A block of data
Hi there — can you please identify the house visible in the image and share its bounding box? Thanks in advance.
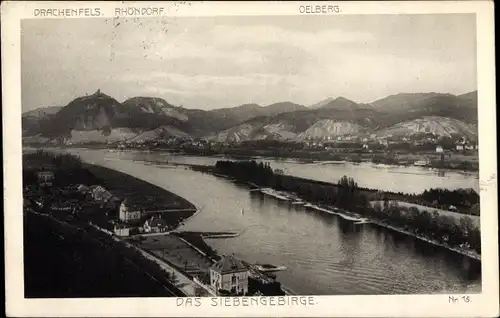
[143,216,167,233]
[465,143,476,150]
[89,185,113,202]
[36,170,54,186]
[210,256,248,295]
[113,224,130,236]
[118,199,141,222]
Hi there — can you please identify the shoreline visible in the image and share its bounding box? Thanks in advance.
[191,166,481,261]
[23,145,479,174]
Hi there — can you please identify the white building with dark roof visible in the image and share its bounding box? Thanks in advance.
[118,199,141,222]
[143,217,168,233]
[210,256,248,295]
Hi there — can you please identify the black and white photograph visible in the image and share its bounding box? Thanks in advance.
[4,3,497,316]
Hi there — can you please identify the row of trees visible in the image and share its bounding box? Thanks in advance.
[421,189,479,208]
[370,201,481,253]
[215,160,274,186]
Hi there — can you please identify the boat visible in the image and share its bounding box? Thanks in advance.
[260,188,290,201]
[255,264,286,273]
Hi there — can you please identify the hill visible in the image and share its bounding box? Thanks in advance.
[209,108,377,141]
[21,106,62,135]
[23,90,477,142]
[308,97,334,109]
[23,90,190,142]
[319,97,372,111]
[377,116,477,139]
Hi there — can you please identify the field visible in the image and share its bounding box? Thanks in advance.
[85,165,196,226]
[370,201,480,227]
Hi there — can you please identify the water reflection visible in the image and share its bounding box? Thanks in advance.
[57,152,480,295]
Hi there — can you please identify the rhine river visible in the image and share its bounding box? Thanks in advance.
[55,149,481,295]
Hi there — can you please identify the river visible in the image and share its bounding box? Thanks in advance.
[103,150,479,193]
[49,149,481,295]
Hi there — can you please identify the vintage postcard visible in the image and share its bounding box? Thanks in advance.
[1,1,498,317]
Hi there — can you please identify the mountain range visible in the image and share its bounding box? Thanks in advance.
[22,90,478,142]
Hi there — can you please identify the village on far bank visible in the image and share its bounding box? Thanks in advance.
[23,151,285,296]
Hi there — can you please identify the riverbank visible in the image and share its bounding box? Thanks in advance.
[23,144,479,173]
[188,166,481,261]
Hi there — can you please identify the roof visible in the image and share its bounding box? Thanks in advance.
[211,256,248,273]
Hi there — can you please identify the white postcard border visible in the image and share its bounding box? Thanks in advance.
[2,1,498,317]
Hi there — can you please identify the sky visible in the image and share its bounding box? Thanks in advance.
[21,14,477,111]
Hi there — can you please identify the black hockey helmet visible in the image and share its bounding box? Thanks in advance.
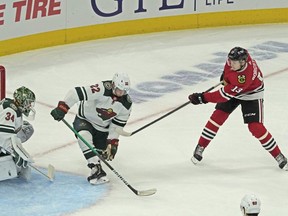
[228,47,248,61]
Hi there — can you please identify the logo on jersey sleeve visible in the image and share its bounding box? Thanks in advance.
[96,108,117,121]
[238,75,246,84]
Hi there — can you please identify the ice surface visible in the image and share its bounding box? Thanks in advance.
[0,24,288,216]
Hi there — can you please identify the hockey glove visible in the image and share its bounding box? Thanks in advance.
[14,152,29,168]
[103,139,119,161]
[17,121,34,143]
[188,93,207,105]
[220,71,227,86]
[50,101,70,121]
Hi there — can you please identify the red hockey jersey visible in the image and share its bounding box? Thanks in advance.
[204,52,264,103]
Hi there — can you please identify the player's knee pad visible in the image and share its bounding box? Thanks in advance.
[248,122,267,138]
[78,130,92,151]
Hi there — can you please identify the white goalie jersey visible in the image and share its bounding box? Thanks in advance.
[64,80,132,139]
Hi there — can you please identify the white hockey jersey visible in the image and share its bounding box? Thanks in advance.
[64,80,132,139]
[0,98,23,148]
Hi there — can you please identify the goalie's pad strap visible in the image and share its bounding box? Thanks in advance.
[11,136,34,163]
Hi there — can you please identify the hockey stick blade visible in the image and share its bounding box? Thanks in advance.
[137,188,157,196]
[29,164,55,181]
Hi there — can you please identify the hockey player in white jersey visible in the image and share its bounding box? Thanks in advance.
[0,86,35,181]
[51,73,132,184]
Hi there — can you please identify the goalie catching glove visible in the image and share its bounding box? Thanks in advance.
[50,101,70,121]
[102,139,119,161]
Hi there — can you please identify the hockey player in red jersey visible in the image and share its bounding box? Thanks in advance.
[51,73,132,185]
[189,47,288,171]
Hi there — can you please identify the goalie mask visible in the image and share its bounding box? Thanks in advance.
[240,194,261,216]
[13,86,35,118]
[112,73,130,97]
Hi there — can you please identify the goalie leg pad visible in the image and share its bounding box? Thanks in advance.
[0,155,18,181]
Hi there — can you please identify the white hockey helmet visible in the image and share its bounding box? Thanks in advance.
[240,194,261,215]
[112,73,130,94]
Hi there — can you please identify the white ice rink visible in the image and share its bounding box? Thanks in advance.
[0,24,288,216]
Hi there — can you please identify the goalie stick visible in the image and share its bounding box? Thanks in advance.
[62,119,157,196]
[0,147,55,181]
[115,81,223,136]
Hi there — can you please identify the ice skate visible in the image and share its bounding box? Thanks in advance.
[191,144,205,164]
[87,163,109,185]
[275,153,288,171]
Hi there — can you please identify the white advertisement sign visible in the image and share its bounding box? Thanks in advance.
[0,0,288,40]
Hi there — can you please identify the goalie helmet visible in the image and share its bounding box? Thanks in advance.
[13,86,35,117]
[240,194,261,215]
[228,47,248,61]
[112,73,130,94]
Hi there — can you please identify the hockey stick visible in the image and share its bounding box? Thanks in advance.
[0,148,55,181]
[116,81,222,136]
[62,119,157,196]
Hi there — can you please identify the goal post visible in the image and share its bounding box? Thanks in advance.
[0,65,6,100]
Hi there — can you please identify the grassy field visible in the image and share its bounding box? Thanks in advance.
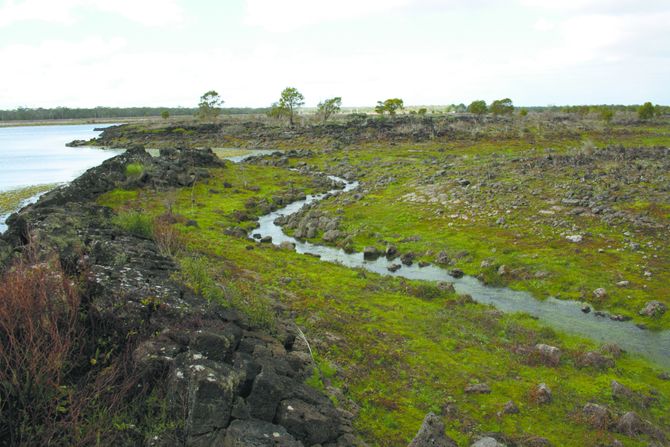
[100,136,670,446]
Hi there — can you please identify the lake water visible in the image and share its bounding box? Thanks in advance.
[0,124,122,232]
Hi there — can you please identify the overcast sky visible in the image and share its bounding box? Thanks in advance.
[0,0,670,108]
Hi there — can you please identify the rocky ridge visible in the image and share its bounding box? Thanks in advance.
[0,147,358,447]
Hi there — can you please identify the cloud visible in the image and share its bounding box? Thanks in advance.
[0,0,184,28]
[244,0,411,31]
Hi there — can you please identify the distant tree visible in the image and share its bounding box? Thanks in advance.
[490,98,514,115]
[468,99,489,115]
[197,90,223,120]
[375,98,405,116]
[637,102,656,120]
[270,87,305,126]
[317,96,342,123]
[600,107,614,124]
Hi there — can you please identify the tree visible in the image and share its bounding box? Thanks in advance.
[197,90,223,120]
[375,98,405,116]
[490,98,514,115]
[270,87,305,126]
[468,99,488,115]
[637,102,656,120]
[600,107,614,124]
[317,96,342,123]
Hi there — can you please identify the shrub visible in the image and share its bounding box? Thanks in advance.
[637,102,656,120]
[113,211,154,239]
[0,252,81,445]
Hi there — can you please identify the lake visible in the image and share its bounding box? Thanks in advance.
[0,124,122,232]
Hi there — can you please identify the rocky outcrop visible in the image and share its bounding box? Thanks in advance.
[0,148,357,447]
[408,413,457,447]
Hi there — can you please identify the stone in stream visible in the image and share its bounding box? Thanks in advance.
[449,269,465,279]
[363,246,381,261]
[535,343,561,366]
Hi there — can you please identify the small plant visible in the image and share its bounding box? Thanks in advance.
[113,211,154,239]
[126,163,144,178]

### [STATED PROBLEM]
Could you output the stretch from the line containing "Hi there — can you please identify the village" through the line containing "[0,98,23,148]" verbatim, with both of those lines included? Leave the pictures out of the answer.

### [RESULT]
Hi there — can you please identify the village on far bank visible in the image and share its bounding box? Thanks in advance.
[23,151,285,296]
Hi there — can you please identify the riverbank visible in the image and share its bounding box? Thanks in advance.
[23,144,479,173]
[188,166,481,261]
Hi there — can you please identify the roof visible in the image and share its bounding box? Thanks in advance.
[211,256,248,273]
Hi there — can you please identify the white postcard border visible in the image and share its bounding box? Thanks in advance.
[2,1,498,317]
Hi there — can you please identify the sky visible in the image and share its bounding box? Thanks in advance.
[21,14,477,111]
Hi there — can you please identify the black hockey helmet visible in the image and share its bounding box? Thanks in advance.
[228,47,248,61]
Hi there — can you please identify the logo on jersey sleeve visible in the image and share its bounding box? Thanks in advance.
[96,108,117,121]
[238,75,246,84]
Hi there — can you please identify the ice surface visible in the image and share its bounding box? Thanks in advance.
[0,24,288,216]
Hi there — can you please identify the hockey glove visible in the image and share its bounding box? Thanks in advance.
[14,152,29,168]
[103,139,119,161]
[17,121,34,143]
[188,93,207,105]
[220,71,227,86]
[50,101,70,121]
Hi there — can you please identify the red hockey jersey visible in the image and share its bounding box? Thanks in advance.
[204,52,264,103]
Hi there — can you please identify the player's knee pad visible in the image and share its bounding box? Thanks in advance.
[248,122,267,138]
[78,130,92,151]
Hi there — can you please identify the white goalie jersey visible in the image and share its bounding box? Thanks in advance.
[64,80,132,139]
Hi there — can you please identify the white hockey jersey visible in the image and share its bounding box? Thanks in advance.
[64,80,132,139]
[0,98,23,148]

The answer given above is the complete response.